REQUIRED TASK
Give back the lines from the one containing "the concrete floor." through the one containing "column 471, row 189", substituting "Mark" for "Indicate" and leaving everything else unchanged.
— BEGIN —
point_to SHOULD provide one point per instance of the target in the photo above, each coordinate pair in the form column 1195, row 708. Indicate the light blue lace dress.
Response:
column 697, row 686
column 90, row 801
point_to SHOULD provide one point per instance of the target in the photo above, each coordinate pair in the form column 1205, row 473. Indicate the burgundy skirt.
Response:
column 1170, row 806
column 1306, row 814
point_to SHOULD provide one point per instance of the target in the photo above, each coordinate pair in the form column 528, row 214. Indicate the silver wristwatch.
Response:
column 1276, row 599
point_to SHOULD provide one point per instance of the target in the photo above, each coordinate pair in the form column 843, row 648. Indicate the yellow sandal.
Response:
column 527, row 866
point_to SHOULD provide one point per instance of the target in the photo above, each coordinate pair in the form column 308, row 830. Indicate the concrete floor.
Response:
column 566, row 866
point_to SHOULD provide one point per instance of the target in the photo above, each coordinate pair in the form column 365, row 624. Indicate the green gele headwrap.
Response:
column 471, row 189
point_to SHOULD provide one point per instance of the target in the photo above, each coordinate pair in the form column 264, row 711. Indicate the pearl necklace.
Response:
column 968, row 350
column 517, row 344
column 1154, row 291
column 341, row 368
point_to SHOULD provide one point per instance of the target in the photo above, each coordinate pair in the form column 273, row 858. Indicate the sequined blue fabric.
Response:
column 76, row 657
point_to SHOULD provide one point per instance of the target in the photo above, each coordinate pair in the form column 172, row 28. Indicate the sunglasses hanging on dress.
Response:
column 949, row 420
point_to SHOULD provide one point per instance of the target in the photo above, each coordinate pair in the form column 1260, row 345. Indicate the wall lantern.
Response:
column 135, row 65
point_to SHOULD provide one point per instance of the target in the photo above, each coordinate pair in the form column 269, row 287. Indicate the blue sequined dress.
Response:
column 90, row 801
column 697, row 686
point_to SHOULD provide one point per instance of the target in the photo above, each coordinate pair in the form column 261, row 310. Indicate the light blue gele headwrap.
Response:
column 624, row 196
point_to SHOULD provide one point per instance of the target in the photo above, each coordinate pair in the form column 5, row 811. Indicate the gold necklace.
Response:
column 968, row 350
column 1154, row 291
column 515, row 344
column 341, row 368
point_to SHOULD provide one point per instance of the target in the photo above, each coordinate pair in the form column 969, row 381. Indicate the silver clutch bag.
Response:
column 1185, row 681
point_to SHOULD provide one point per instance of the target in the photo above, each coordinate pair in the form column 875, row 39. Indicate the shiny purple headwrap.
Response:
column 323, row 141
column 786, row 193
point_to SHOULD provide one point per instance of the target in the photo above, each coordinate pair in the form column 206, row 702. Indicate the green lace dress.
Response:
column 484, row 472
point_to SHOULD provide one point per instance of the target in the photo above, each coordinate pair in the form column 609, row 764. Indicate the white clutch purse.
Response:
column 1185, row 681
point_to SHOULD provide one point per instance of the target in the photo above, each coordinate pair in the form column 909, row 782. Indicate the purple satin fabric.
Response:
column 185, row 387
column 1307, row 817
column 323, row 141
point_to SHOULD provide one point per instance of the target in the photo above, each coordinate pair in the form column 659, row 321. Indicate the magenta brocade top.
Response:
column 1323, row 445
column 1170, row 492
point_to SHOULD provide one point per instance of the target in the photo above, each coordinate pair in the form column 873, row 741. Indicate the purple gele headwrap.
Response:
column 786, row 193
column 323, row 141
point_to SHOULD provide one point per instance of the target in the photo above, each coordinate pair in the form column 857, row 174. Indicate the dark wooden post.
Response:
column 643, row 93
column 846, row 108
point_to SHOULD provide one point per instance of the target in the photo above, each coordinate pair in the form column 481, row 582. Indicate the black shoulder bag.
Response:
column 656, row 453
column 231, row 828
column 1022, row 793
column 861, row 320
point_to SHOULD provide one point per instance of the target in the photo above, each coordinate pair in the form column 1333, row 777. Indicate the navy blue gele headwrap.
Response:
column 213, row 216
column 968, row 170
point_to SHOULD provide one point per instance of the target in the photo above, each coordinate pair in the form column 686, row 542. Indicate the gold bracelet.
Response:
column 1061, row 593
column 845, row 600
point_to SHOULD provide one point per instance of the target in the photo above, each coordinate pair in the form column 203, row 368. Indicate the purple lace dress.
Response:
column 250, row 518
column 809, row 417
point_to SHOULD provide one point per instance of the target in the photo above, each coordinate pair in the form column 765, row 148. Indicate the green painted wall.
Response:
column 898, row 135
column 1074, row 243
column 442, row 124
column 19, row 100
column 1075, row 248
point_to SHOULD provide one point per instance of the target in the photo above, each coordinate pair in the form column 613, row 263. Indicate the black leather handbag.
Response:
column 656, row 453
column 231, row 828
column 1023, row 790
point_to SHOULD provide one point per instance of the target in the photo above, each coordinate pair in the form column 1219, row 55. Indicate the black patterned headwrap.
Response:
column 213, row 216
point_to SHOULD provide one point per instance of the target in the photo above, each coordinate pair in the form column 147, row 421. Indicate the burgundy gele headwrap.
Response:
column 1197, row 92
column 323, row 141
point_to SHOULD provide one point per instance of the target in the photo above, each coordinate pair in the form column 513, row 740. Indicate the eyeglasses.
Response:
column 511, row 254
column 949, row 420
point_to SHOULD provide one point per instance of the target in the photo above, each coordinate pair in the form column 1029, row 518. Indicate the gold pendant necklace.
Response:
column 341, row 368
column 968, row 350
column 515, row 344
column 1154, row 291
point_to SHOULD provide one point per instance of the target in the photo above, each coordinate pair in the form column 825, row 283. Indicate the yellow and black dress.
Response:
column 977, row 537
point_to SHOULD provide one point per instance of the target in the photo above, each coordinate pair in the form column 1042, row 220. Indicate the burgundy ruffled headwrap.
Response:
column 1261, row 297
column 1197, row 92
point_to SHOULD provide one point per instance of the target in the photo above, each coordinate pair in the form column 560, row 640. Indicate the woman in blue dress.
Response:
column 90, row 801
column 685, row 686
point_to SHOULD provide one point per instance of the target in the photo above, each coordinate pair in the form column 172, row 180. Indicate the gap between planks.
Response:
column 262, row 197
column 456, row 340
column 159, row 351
— END —
COMPLETE ANSWER
point_to SHOULD provide one point per instance of the target in the photo above, each coordinate pair in the form column 308, row 830. Mark the concrete floor.
Response:
column 566, row 866
point_to SHOULD provide one point per instance of the target in the photo above, each coordinate pair in the form column 365, row 624. Mark the green gele headwrap.
Response:
column 471, row 189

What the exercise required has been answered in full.